[Opening Supplied records section]

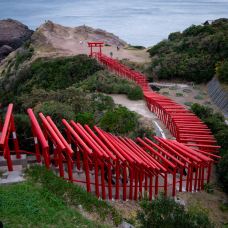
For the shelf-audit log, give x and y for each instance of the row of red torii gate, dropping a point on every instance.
(114, 167)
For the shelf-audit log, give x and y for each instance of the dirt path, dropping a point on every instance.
(141, 108)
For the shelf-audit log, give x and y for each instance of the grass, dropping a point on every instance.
(26, 205)
(179, 95)
(46, 200)
(188, 104)
(165, 93)
(73, 194)
(199, 97)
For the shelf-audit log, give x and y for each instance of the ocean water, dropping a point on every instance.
(139, 22)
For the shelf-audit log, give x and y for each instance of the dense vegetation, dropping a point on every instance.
(45, 200)
(70, 88)
(193, 54)
(105, 82)
(215, 122)
(166, 213)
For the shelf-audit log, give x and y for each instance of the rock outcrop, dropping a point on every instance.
(12, 35)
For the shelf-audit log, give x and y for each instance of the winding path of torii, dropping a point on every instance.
(116, 167)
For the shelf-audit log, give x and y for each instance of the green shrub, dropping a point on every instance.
(105, 82)
(222, 71)
(85, 118)
(179, 95)
(193, 54)
(215, 121)
(165, 212)
(208, 188)
(56, 110)
(23, 55)
(135, 93)
(119, 121)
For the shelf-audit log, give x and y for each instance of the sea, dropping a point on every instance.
(138, 22)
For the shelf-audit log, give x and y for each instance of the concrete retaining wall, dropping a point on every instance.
(218, 95)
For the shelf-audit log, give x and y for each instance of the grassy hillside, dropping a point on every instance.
(46, 200)
(70, 88)
(194, 54)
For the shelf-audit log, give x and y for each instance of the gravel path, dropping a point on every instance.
(141, 108)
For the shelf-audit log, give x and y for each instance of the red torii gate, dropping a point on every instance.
(92, 45)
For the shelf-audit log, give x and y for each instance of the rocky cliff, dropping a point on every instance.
(12, 35)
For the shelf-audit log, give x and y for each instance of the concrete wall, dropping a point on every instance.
(218, 95)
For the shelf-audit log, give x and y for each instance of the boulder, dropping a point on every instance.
(12, 35)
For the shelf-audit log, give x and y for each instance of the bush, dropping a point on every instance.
(165, 212)
(193, 54)
(215, 121)
(119, 120)
(222, 71)
(85, 118)
(135, 93)
(56, 110)
(104, 82)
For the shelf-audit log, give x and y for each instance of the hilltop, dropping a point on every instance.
(193, 55)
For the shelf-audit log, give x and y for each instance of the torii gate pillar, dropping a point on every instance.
(99, 45)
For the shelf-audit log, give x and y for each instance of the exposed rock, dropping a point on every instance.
(4, 51)
(12, 35)
(52, 38)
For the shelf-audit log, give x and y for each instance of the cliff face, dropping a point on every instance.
(50, 39)
(12, 35)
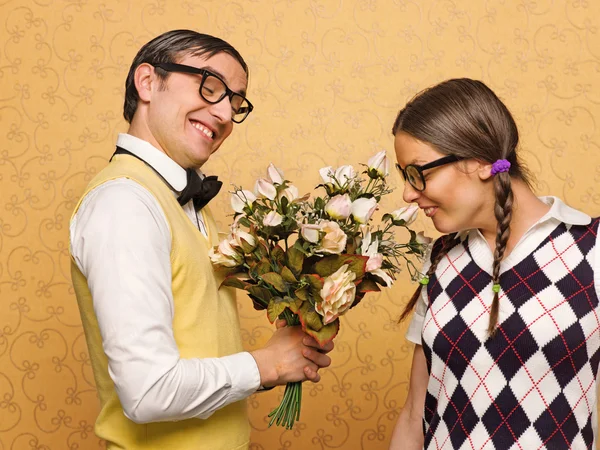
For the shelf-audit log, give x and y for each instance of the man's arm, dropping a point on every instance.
(121, 242)
(408, 433)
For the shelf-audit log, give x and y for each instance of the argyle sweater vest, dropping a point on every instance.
(533, 384)
(205, 325)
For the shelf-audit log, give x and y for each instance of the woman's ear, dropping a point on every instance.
(484, 170)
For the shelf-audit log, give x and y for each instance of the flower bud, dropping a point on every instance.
(265, 189)
(379, 165)
(363, 208)
(339, 207)
(275, 174)
(408, 214)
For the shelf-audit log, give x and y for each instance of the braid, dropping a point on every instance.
(445, 240)
(503, 212)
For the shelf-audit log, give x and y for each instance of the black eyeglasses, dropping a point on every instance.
(413, 173)
(213, 89)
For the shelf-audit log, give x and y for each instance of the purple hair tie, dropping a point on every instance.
(502, 165)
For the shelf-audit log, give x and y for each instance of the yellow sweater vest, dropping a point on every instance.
(205, 325)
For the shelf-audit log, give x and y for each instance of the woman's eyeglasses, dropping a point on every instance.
(413, 173)
(213, 89)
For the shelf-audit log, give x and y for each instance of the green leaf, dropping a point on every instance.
(276, 306)
(287, 275)
(295, 304)
(295, 259)
(245, 222)
(284, 205)
(319, 203)
(278, 255)
(357, 264)
(329, 265)
(275, 280)
(325, 334)
(352, 245)
(235, 282)
(315, 281)
(302, 293)
(262, 267)
(262, 250)
(260, 292)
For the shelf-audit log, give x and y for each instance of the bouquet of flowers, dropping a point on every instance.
(311, 260)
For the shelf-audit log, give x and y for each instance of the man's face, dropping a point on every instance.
(183, 125)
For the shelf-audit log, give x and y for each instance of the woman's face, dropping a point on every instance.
(456, 196)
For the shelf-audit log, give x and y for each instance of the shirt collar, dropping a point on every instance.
(559, 211)
(563, 213)
(172, 172)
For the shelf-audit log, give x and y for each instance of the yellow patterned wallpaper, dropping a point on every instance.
(327, 78)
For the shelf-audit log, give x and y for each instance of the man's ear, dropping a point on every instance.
(484, 170)
(143, 77)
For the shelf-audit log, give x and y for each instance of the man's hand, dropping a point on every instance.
(290, 355)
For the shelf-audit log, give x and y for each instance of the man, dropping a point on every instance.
(164, 340)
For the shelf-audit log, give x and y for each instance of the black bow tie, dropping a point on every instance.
(200, 190)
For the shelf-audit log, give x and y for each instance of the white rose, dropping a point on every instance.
(240, 236)
(334, 240)
(264, 188)
(311, 232)
(370, 248)
(272, 219)
(363, 209)
(240, 199)
(290, 192)
(422, 239)
(275, 174)
(225, 255)
(338, 294)
(343, 174)
(327, 174)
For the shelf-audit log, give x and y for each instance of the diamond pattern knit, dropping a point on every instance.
(533, 384)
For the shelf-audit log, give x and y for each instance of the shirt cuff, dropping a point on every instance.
(415, 329)
(245, 378)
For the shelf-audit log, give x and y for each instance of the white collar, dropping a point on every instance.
(559, 211)
(172, 172)
(563, 212)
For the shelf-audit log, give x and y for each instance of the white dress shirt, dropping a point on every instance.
(120, 232)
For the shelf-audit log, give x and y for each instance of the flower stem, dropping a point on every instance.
(288, 411)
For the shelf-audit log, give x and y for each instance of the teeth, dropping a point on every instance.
(200, 127)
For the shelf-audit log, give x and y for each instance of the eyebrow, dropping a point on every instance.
(220, 74)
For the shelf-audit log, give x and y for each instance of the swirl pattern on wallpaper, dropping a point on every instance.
(327, 78)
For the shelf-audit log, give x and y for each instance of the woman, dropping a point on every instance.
(506, 321)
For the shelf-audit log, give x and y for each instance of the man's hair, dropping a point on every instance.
(170, 47)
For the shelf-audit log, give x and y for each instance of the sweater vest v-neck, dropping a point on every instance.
(532, 385)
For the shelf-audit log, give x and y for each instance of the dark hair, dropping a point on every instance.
(463, 117)
(169, 47)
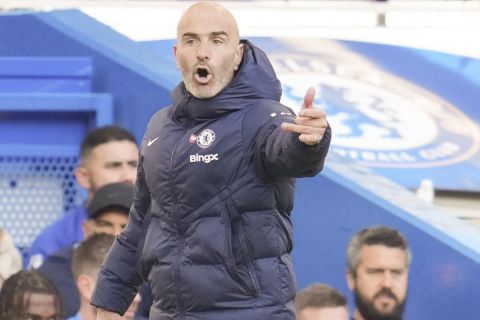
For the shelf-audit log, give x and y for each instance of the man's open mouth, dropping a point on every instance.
(202, 75)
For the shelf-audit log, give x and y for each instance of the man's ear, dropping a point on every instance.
(350, 279)
(85, 285)
(238, 55)
(83, 179)
(175, 55)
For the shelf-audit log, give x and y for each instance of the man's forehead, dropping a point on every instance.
(206, 19)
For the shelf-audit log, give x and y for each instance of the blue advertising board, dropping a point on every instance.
(408, 114)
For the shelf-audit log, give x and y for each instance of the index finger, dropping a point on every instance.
(308, 98)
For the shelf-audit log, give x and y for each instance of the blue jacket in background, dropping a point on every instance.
(62, 233)
(210, 226)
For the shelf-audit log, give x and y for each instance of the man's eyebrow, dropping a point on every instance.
(190, 35)
(218, 33)
(195, 35)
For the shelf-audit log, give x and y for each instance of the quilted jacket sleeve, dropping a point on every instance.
(280, 154)
(118, 280)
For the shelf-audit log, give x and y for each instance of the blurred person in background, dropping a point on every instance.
(378, 261)
(87, 259)
(321, 302)
(108, 213)
(10, 257)
(107, 154)
(28, 295)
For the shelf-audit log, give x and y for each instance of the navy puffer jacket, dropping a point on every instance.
(210, 226)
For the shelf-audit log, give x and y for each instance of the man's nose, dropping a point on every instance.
(203, 52)
(387, 280)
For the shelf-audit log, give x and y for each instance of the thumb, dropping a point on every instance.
(308, 98)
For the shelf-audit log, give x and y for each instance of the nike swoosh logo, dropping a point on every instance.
(150, 142)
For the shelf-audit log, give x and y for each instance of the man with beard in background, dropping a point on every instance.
(378, 261)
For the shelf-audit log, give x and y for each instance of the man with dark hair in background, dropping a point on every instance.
(210, 226)
(378, 260)
(30, 295)
(107, 154)
(87, 259)
(321, 302)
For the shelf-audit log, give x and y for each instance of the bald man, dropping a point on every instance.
(210, 226)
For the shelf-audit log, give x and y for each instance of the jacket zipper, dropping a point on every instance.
(177, 222)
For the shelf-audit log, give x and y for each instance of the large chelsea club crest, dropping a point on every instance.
(377, 118)
(205, 138)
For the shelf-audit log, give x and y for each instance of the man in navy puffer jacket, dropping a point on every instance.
(210, 225)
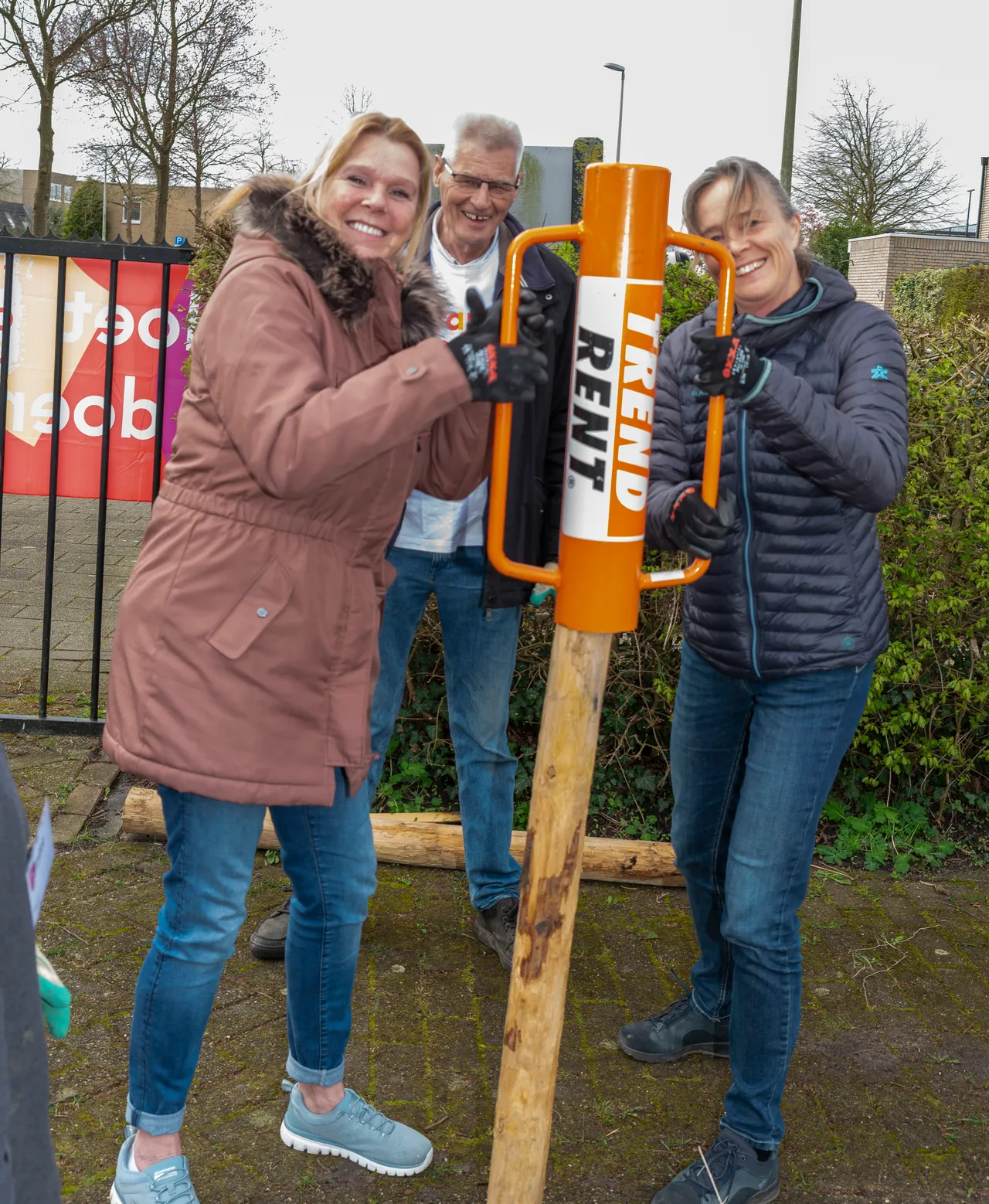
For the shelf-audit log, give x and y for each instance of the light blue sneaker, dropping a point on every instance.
(162, 1182)
(356, 1131)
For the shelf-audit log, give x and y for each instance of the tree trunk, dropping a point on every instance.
(45, 158)
(161, 200)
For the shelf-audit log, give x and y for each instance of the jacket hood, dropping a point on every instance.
(274, 209)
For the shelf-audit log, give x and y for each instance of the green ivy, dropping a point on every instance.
(84, 216)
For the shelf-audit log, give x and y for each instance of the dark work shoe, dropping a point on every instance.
(739, 1178)
(267, 940)
(494, 927)
(678, 1031)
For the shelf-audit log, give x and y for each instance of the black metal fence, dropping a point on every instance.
(65, 250)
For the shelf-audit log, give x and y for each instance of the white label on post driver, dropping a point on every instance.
(611, 392)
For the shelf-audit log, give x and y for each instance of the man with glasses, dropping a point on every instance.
(440, 546)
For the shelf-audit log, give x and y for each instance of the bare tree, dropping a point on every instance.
(863, 166)
(47, 40)
(355, 100)
(260, 155)
(117, 162)
(181, 62)
(209, 147)
(8, 174)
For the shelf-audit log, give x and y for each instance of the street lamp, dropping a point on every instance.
(617, 66)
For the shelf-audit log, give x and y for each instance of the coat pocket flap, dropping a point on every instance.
(260, 606)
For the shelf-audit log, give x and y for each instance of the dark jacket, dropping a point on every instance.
(539, 429)
(811, 459)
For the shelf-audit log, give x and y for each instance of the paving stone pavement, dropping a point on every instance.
(22, 591)
(888, 1097)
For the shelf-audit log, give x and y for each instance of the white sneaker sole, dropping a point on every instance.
(307, 1145)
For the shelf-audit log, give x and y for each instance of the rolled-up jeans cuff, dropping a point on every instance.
(158, 1126)
(317, 1078)
(701, 1012)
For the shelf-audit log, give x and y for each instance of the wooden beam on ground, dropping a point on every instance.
(436, 839)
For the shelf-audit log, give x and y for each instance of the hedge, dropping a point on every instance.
(939, 297)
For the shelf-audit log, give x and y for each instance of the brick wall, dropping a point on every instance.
(875, 263)
(181, 220)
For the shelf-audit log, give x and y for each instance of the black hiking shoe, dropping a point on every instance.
(267, 940)
(678, 1031)
(733, 1175)
(494, 927)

[Closing Supplied records section]

Exercise: Locate the line with "hiking shoe, dropping a point on every instance." in the entries above; extract it and every line after it, verbatim.

Exercise result:
For the shelf-audit log, give x and y for each instance of the black hiking shoe, dropping a point on every instance.
(267, 940)
(678, 1031)
(733, 1175)
(494, 927)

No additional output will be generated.